▼
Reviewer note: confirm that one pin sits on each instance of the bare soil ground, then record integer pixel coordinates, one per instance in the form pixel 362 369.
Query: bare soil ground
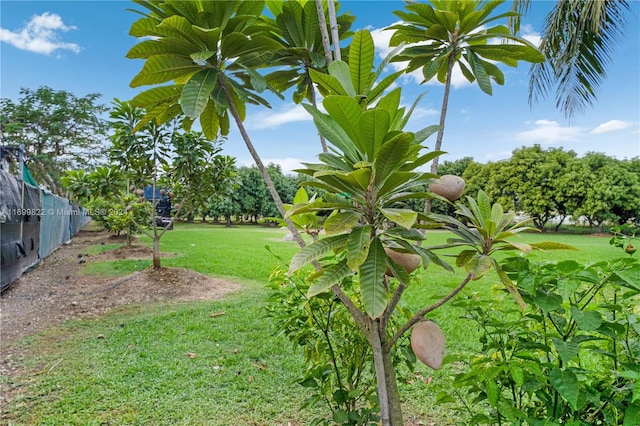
pixel 56 291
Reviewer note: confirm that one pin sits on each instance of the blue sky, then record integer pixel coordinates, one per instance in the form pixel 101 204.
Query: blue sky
pixel 80 47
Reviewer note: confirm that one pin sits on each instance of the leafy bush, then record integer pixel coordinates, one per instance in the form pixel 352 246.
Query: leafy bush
pixel 339 369
pixel 121 215
pixel 572 357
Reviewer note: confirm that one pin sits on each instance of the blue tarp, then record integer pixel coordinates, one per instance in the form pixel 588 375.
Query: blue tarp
pixel 33 223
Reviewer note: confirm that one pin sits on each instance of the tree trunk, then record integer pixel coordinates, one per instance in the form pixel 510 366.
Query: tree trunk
pixel 443 117
pixel 156 252
pixel 263 170
pixel 388 395
pixel 326 44
pixel 335 38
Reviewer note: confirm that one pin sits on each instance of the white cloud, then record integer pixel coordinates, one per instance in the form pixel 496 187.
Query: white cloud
pixel 287 164
pixel 529 34
pixel 381 40
pixel 610 126
pixel 550 132
pixel 274 119
pixel 40 35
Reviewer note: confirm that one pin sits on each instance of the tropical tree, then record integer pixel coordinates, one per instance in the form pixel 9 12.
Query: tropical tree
pixel 301 37
pixel 126 147
pixel 578 42
pixel 208 52
pixel 443 35
pixel 59 131
pixel 78 184
pixel 197 171
pixel 367 182
pixel 533 174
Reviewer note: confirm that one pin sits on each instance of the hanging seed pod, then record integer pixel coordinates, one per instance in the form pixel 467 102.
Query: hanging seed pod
pixel 427 342
pixel 448 186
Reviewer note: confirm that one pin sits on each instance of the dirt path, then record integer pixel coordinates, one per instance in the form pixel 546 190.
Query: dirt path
pixel 56 291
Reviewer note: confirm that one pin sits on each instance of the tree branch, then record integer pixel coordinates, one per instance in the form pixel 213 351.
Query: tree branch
pixel 420 314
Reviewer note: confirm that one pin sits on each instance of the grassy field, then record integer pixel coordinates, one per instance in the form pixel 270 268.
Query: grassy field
pixel 175 364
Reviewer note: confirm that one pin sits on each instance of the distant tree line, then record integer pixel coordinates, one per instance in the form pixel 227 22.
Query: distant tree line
pixel 552 185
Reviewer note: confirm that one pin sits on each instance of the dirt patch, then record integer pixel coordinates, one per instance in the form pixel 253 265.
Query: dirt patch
pixel 56 291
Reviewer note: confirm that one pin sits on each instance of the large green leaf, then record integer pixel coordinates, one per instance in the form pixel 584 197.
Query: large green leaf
pixel 195 94
pixel 586 320
pixel 374 125
pixel 335 134
pixel 372 289
pixel 504 52
pixel 210 121
pixel 358 246
pixel 162 68
pixel 391 156
pixel 346 111
pixel 478 266
pixel 317 250
pixel 340 70
pixel 566 350
pixel 329 83
pixel 566 383
pixel 333 274
pixel 340 222
pixel 157 95
pixel 403 217
pixel 361 55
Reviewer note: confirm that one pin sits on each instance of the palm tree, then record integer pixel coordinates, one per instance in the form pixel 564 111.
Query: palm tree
pixel 578 41
pixel 300 30
pixel 209 51
pixel 446 34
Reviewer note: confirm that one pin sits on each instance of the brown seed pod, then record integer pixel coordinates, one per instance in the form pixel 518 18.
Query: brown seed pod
pixel 450 187
pixel 427 342
pixel 408 261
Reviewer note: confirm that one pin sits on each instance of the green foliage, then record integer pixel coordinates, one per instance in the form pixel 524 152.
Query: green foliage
pixel 298 28
pixel 118 215
pixel 547 184
pixel 552 363
pixel 59 131
pixel 207 52
pixel 461 33
pixel 338 371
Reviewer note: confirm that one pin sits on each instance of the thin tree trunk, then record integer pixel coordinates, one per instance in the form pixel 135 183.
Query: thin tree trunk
pixel 388 395
pixel 443 117
pixel 314 102
pixel 265 175
pixel 335 37
pixel 326 44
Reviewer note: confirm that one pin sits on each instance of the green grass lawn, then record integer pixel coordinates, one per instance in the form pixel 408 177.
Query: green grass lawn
pixel 175 364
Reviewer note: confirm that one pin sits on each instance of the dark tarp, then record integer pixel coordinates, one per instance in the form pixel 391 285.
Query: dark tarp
pixel 20 216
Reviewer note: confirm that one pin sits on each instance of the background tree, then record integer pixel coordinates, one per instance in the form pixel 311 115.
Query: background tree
pixel 578 42
pixel 443 35
pixel 209 53
pixel 59 131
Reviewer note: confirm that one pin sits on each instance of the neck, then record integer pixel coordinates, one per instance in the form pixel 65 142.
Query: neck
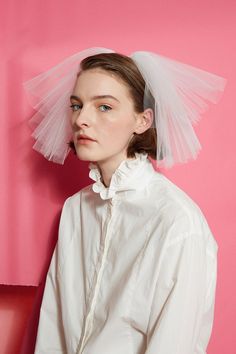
pixel 108 167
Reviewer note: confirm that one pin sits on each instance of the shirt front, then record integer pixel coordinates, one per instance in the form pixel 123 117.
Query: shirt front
pixel 133 272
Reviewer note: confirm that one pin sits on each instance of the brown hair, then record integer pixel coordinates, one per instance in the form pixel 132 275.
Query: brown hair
pixel 125 68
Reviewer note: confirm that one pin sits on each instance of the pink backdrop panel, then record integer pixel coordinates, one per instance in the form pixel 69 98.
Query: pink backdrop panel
pixel 37 35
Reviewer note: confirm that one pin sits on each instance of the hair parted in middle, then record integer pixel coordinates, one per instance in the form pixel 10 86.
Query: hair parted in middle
pixel 125 68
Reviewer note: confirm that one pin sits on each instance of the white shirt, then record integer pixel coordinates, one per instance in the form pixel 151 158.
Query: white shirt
pixel 133 272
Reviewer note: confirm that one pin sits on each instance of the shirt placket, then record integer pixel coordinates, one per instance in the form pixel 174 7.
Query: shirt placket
pixel 89 318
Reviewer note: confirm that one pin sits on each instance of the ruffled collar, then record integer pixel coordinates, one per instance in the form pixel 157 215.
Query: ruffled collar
pixel 126 176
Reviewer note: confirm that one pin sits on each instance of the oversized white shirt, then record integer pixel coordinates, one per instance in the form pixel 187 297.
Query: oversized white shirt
pixel 133 272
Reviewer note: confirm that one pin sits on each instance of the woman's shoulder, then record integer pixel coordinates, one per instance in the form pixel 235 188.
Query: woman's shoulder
pixel 178 211
pixel 75 198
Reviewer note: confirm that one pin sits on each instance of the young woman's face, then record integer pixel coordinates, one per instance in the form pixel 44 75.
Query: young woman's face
pixel 103 117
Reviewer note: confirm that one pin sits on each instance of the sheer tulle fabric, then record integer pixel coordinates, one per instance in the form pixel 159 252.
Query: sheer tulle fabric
pixel 49 94
pixel 178 94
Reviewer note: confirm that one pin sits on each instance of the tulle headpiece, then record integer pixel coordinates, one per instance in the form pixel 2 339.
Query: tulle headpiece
pixel 179 94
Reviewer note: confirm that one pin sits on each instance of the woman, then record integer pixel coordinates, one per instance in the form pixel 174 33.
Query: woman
pixel 134 270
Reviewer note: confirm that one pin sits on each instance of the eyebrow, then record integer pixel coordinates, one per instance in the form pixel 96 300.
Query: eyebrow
pixel 73 97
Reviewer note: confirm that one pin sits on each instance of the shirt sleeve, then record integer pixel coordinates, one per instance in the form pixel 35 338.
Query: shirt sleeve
pixel 50 335
pixel 183 322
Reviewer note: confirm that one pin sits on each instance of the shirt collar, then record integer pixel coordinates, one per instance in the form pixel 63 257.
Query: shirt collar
pixel 131 175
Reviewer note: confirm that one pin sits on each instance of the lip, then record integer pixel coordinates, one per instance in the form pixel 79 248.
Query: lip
pixel 83 138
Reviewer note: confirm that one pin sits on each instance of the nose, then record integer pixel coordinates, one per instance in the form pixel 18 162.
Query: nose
pixel 81 118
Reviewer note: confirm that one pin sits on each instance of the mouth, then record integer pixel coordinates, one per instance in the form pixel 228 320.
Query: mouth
pixel 84 139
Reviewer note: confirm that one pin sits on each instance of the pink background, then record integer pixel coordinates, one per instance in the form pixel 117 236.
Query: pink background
pixel 37 35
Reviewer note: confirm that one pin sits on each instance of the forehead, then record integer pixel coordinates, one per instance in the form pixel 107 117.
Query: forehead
pixel 99 81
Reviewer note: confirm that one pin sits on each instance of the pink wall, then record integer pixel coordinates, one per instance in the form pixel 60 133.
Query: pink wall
pixel 36 35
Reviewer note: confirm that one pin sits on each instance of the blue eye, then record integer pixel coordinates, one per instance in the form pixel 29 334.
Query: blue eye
pixel 73 107
pixel 107 108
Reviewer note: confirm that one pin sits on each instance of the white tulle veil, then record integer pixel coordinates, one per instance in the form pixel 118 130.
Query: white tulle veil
pixel 179 94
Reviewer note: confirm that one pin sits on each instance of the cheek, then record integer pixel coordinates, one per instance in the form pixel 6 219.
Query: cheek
pixel 123 126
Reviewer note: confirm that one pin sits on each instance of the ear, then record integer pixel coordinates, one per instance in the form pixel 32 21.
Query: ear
pixel 144 121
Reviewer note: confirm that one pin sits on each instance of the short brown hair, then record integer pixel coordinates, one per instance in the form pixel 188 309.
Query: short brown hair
pixel 126 69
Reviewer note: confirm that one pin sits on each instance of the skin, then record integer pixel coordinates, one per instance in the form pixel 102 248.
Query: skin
pixel 110 122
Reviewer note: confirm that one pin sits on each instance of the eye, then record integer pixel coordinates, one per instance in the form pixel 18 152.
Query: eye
pixel 75 107
pixel 105 108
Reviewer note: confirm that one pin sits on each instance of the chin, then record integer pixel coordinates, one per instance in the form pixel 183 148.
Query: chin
pixel 84 155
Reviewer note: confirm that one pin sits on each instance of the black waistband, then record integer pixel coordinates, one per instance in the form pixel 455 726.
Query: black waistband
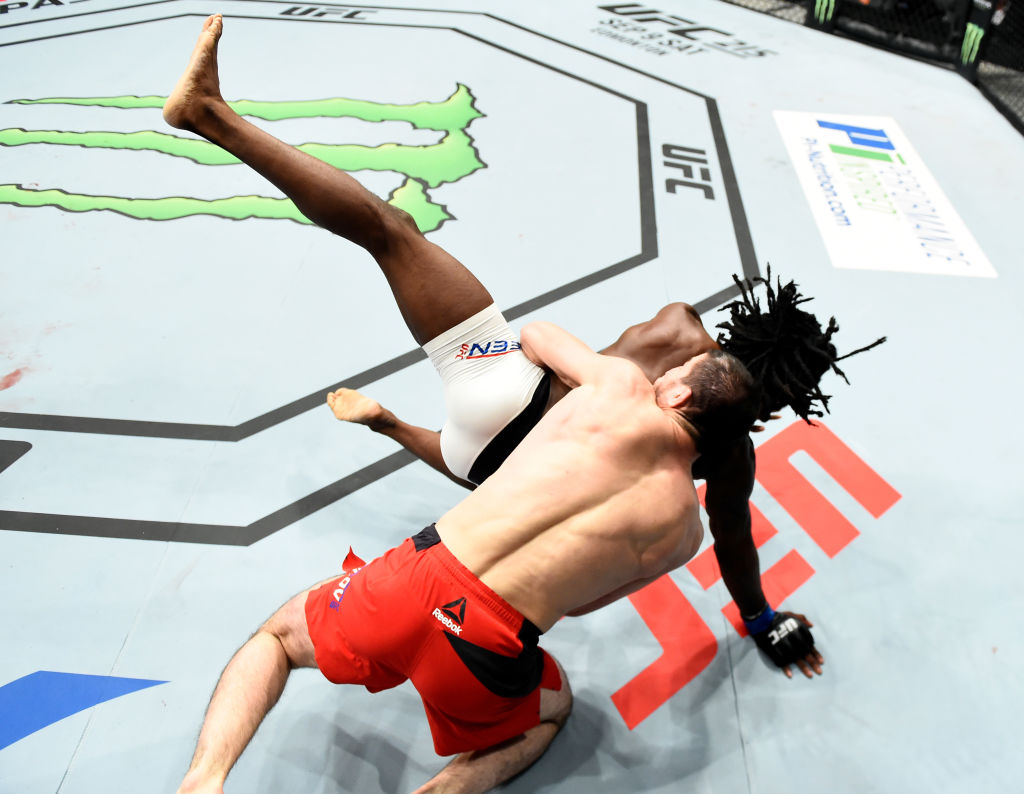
pixel 426 538
pixel 501 446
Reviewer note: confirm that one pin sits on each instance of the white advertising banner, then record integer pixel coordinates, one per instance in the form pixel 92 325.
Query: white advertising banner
pixel 876 203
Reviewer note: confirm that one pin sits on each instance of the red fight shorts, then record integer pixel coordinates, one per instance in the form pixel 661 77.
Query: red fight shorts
pixel 418 614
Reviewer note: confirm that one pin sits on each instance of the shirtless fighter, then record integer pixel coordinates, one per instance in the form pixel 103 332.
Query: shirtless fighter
pixel 494 402
pixel 574 518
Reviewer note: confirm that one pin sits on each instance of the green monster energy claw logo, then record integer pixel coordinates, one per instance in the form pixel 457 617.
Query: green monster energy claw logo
pixel 972 43
pixel 424 167
pixel 823 10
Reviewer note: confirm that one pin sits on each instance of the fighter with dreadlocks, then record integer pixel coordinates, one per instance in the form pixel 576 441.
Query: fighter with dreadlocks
pixel 495 394
pixel 785 349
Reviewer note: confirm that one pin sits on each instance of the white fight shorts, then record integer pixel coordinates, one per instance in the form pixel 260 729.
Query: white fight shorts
pixel 489 387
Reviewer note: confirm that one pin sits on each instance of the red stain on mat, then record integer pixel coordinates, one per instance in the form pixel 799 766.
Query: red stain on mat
pixel 11 378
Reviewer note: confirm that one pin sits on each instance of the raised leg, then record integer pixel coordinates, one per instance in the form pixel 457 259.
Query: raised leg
pixel 432 289
pixel 248 688
pixel 483 769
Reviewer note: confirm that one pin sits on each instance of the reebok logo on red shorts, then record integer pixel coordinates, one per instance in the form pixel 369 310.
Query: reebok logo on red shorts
pixel 452 615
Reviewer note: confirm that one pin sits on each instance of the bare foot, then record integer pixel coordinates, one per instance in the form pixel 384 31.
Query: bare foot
pixel 200 85
pixel 349 406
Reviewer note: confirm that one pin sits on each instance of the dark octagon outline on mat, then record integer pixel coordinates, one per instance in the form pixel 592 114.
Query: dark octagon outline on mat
pixel 246 535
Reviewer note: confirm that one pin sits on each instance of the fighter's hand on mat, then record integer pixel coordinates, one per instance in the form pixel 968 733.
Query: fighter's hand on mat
pixel 787 640
pixel 349 406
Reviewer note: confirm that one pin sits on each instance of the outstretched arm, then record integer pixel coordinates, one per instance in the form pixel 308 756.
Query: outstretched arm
pixel 555 348
pixel 730 481
pixel 349 406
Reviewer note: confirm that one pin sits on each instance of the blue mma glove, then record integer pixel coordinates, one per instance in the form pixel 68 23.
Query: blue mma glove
pixel 783 638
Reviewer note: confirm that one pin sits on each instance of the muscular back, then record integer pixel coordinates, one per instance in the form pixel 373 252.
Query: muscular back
pixel 596 501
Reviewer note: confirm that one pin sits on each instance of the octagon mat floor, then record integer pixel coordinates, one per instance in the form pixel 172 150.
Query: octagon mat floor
pixel 169 473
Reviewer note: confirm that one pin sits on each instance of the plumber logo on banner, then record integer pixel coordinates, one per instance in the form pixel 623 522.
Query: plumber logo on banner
pixel 876 203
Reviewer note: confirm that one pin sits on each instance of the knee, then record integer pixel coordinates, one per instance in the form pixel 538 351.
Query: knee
pixel 288 627
pixel 556 705
pixel 393 227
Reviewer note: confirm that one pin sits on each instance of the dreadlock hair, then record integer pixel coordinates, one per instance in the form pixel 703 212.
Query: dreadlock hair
pixel 783 347
pixel 724 403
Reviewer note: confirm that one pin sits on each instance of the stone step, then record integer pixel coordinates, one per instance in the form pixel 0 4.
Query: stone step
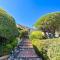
▲
Turn the items starting at the line that contains "pixel 183 148." and ending at the line that contains "pixel 501 446" into a two-column CSV with the columns item_text and answer. Give one row per item, with its text and its answer each in a single quoted field, line breaks replaced by spaces, and the pictures left out.

• [Worked answer]:
item_text,answer
"Reviewer note: confirm that one pin sits on each instance of the chin, then record integer pixel coordinates, one per instance in the form pixel 183 148. Query: chin","pixel 84 155"
"Reviewer note: confirm that one pin sits on each instance of the black waistband, then record integer pixel coordinates, one per instance in the form pixel 455 726. Query: black waistband","pixel 426 538 pixel 501 446"